# YOUR GOAL
Copy all lines holding the word "rough" from the entries.

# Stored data
-*-*-
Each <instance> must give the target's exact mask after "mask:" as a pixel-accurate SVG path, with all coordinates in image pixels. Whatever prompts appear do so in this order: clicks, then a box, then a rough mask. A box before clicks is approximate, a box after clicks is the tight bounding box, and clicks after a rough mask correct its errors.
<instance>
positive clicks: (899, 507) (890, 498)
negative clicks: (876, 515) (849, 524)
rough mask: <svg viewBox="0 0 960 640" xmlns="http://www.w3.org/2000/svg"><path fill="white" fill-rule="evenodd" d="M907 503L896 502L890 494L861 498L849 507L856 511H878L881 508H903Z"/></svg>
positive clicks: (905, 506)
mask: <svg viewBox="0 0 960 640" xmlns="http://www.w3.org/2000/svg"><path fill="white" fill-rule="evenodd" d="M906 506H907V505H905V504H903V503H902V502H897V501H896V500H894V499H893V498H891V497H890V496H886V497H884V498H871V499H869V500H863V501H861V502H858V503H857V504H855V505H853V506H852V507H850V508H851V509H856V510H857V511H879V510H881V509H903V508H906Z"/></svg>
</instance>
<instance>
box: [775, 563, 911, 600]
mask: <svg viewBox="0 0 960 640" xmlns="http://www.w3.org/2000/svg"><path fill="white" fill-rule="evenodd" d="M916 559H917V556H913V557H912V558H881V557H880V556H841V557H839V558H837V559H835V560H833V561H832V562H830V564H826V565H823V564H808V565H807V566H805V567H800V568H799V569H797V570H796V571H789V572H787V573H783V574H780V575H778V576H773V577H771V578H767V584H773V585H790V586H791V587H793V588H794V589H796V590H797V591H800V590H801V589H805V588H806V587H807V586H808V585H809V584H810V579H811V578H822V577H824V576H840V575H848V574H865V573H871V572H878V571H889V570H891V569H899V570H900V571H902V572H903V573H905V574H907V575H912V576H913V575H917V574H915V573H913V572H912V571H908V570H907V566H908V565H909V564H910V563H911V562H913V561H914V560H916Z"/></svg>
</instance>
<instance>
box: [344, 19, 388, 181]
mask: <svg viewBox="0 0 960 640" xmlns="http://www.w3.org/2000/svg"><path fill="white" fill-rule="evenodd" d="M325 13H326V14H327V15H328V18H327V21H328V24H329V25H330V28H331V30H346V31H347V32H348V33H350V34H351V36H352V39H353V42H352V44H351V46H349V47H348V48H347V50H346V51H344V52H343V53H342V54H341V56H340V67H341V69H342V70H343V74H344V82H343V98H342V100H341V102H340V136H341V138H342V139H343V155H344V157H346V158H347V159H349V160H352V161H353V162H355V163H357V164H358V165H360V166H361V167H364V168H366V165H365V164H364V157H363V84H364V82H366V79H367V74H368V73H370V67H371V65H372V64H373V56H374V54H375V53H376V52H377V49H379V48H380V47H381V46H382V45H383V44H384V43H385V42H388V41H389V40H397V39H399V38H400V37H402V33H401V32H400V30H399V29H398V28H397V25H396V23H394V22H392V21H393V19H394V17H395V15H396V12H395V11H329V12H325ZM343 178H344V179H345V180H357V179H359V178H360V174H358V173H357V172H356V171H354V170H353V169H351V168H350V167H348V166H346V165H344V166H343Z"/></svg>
-*-*-
# RESULT
Each <instance> must give the target's exact mask after "mask:" as a pixel-accurate SVG path, with all coordinates in image pixels. Whatever prompts appear do so in this order: clicks, then a box, then a rough mask. A box before clicks is approximate, a box after clicks is the tight bounding box, and clicks after a rough mask correct its errors.
rough mask: <svg viewBox="0 0 960 640" xmlns="http://www.w3.org/2000/svg"><path fill="white" fill-rule="evenodd" d="M907 503L896 502L890 494L861 498L849 507L856 511H878L881 508H903Z"/></svg>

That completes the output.